__掲載文__.
6月15日の日経朝刊に、米ギャラップ社が調査した2022年エンゲージメント調査結果が掲載されました。
「日本は5%」「米国は34%」「世界平均は21年度比2ポイント上昇し23%」で、日本は、調査した145カ国の中でイタリアと並び最も低かったとのことです。
MO研修でいつもお話しさせて頂いているように、日本は2017年が6%でしたので、コロナ禍を経て、さらに1ポイント低下しています。
ギャラップ社のCEO(フリフトン氏)のインタビュー記事では、「経営陣がエンゲージメントを高めるための管理手法を使ったり教えていない」「管理職に対する十分な研修もなされていない」ことが原因で、これを改善するために「普段からよく社員と対話すること」「いい仕事をしたら褒めること」「社員一人ひとりの強みを生かしていくこと」「何を期待しているか分からないような指示ではダメで、コミュニケーションの質の向上も必要」と答えられています。
一方、米国では21年の35%より1ポイント下がっていることに対しては、「リモートワークや、出社と在宅勤務を組み合わせたハイブリットワークの広がりにはある種のパラドックス(逆説)があるのではないか」「柔軟に働ける社員にとっては家族と過ごしたり、運動したりする時間が増えて生活にはよいが、仕事の面ではマイナスの影響を受けているということだ」とされており、「オンライン会議サービスを使ってやる経営管理は難しい」としています。

__データ抜粋__.
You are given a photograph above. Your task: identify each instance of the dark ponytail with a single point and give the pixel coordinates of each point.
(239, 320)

__課題一覧__.
(A) エンゲージメント調査の文章で、調査した145カ国のうち日本と並んで最も低かった国はどこか。
(B) エンゲージメント調査の文章を、最後の文のあとから続けて書いてください。

__解答一覧__.
(A) イタリア

(B)
さて、当社がお世話になっている企業様のエンゲージメント調査では、独自調査(質問内容も多く、調査方法は異なりますが)にはなりますが、高いレベルに達していますので(まだまだ向上の余地はありますが)、我が国の原子力が進んでいる方向性は間違っていないと思います。
さらにいえば、エンゲージメント調査において、他社(他国)との比較は重要ではないというのが当社の考え方です。結果をスタート点にして、その結果にどう向き合って、どのように改善していくのか、その旅路が重要ということです。
原子力安全を確保するためには、設備の安全性の向上と、人財の育成の両輪が必要です。どちらも青天井の目標に向かって、常に積み上げていくことが重要です。それをエクセレンスといいます。
他国、他社との比較に一喜一憂するのではなく、自社は昨年より上がったのか、今の計画は十分か、改善の余地はどこにあるかを明確にしていくことが重要であって、それを積み上げていくことで、人が育ち、安全性が向上します。
私たちは、調査会社ではありません。調査結果をもとに作った事業計画にPDCAをまわしていく「コンサルティング会社」です。エンゲージメント調査結果をもとに、経営計画とマネジメントにどう反映し、どう生かしていくのか、そして、結果はどうだったのか、その旅路に責任を負っています。
原子力の現場では、対面が基本で、何よりチームワークが重視されますので、日経の記事は「わが意を得たり」という気持ちですが、それでも少子高齢化の昨今、原子力職場が今のままで良い訳はありません。
「介護」「子育て」等、家庭の事情には最大限配慮し、男性より圧倒的にコミュニケーション力が優れる女性が働きやすい職場を作っていくことが重要だと強く思います。
その意味では、早く、米国の優れた原子力発電所では当たり前となっている「週休3日」になっていくことが、男性も女性も、そして原子力安全にとっても、原子力安全文化にとっても効果的だと思います。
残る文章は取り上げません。